====== Document passage
Days after a truck bomb sent workers fleeing from the World Trade Center in 1993, executives at The New York Board of Trade began hunting for an emergency backup site. They wanted a place to house not just computers, but also replicas of the open outcry pits where NYBOT members trade such things as sugar, cotton, coffee, and orange juice, as well as some financial products. By the spring of 1995, two spare trading pits had been built in an industrial section of Queens. They sat there, empty and unused, for the next six years. Until September 11.
“We thought we’d use it for four or five days,” says CFO Walter Hines of the backup site that is now keeping his business alive. “We never envisioned a situation where our building would be destroyed.” Four World Trade Center, the 9-story building that housed NYBOT’s offices and a 13-pit trading floor, was crushed by 2 World Trade Center, the south tower, when it collapsed at 10:05 a.m. on September 11.
Hines, with four others, had stayed behind after the first plane hit the north tower to make sure everyone had been evacuated. He left when the second plane hit. “As I was walking off the trading floor, I heard another boom,” he recalls. “We made the decision, instantaneously and as one, to leave.”
He then endured an eerie sprint through the nearly deserted World Trade Center concourse and across Church Street, which was littered with debris from both impacts. Unable to reach NYBOT’s designated congregation points, he says, “I began a long day of walking.” It was not until much later that day, viewing lower Manhattan from a packed but silent ferry to New Jersey, that he realized both towers were gone. Although all 263 NYBOT employees were safe, he later learned that an options trader who was having breakfast at Windows on the World, and a former board member, were both killed in the collapse.
Before September 11, the expense of the unused Queens site–$300,000 in rent and utilities annually–had come in for frequent questioning. Fortunately, it was never cut. Economic uncertainty breeds volatility–and volume. When NYBOT, like the New York Stock Exchange, reopened for trading the Monday after the attacks, volume soared. “We had two of our biggest days of the year that week,” says Hines. Without the spare site, NYBOT would have been out of business, rendering traditional business- interruption policies meaningless.
============
** Aim a **
Reproduce word for word the part of the article on the New York Board of Trade's backup site that opens with the words containing "Days after a" and closes with "Until September 11.".
====== Given records
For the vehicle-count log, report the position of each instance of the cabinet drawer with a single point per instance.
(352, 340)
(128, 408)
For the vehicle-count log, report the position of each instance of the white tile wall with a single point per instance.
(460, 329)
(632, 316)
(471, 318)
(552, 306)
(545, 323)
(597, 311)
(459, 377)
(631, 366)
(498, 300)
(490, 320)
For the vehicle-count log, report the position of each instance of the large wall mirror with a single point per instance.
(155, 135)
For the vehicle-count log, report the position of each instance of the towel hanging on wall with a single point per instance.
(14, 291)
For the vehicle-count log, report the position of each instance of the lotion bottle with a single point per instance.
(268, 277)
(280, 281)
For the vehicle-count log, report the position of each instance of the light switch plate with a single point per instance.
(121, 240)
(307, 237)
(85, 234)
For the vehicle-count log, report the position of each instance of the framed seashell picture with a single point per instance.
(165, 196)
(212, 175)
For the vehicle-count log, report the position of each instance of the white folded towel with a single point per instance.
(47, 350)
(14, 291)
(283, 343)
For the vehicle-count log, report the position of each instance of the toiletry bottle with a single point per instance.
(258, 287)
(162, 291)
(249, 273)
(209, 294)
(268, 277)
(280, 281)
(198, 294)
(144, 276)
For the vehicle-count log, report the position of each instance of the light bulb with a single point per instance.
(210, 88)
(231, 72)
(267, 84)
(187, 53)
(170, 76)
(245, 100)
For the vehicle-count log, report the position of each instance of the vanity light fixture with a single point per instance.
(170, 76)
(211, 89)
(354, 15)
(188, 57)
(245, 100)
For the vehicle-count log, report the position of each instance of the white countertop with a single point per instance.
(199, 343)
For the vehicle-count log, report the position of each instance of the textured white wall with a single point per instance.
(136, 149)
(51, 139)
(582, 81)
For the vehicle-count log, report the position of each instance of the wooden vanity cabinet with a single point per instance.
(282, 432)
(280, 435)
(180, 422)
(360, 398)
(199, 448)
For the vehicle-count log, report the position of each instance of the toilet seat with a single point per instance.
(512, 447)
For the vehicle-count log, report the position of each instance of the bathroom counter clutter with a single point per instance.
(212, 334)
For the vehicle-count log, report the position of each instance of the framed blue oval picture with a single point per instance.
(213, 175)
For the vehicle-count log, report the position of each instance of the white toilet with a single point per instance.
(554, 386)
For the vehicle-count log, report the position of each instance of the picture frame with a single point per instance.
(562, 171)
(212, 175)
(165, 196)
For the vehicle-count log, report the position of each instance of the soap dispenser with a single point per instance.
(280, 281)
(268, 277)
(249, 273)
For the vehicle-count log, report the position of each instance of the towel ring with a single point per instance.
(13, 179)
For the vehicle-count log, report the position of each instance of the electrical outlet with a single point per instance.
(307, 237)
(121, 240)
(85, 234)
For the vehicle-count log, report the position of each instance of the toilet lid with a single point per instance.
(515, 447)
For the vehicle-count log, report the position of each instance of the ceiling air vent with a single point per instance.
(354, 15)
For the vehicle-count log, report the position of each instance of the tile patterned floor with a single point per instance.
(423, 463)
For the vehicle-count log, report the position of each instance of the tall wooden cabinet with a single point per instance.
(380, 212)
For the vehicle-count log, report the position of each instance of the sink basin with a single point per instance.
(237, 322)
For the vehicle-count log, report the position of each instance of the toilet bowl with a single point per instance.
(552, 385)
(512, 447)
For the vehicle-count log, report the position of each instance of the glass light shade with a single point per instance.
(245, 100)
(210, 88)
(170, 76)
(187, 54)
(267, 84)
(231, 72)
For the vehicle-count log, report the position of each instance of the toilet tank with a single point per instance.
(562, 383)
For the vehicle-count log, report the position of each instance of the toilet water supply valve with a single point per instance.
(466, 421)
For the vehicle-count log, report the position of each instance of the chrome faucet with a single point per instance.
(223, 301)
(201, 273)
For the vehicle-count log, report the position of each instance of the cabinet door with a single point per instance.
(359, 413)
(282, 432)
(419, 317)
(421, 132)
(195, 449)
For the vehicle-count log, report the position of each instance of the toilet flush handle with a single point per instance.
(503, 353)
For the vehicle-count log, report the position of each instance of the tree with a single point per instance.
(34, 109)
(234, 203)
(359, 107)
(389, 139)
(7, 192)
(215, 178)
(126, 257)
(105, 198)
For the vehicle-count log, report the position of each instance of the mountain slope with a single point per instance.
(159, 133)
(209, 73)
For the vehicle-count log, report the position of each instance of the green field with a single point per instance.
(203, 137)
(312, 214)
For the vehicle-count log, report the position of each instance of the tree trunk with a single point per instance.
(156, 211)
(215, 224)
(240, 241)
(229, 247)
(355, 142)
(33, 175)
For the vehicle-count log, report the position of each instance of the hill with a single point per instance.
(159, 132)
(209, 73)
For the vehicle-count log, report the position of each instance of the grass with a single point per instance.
============
** Aim b **
Find every line in the entries that contains the string "tile", matching case exactly, and copy each of those lines.

** Correct answer a **
Days after a truck bomb sent workers fleeing from the World Trade Center in 1993, executives at The New York Board of Trade began hunting for an emergency backup site. They wanted a place to house not just computers, but also replicas of the open outcry pits where NYBOT members trade such things as sugar, cotton, coffee, and orange juice, as well as some financial products. By the spring of 1995, two spare trading pits had been built in an industrial section of Queens. They sat there, empty and unused, for the next six years. Until September 11.

** Correct answer b **
For the vehicle-count log, report the position of each instance of the white tile wall with a single point per instance.
For the vehicle-count log, report the position of each instance of the tile patterned floor with a single point per instance.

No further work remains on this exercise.